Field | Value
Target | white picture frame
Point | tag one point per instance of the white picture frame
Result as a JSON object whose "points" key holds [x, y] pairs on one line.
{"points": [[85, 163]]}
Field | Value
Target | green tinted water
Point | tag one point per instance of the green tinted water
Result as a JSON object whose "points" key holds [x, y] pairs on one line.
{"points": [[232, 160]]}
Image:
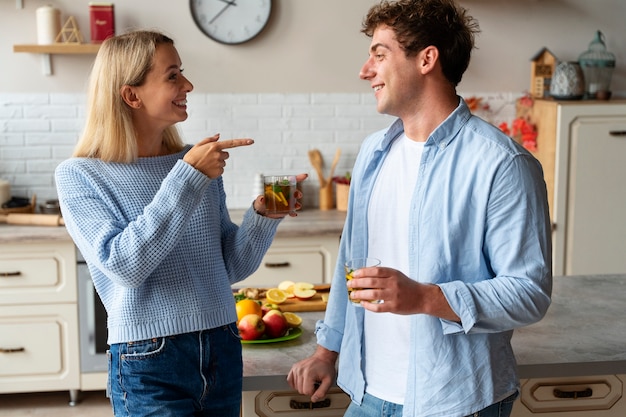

--

◆ Written task ◆
Rewrite all of the lines above, changing every "instance" to "occurrence" and keeping everything else identical. Omit the pictures from your answer.

◆ Correct output ◆
Field | Value
Target | white picture frame
Point | tag one point per occurrence of the white picture frame
Result as a JSON object whose "points" key holds [x, y] pairs on one line.
{"points": [[85, 163]]}
Field | Value
Target | green tinted water
Point | tag one point per occurrence of the green tinted water
Result as a JSON object whose "points" key holds [x, y] pairs on one line.
{"points": [[232, 160]]}
Image:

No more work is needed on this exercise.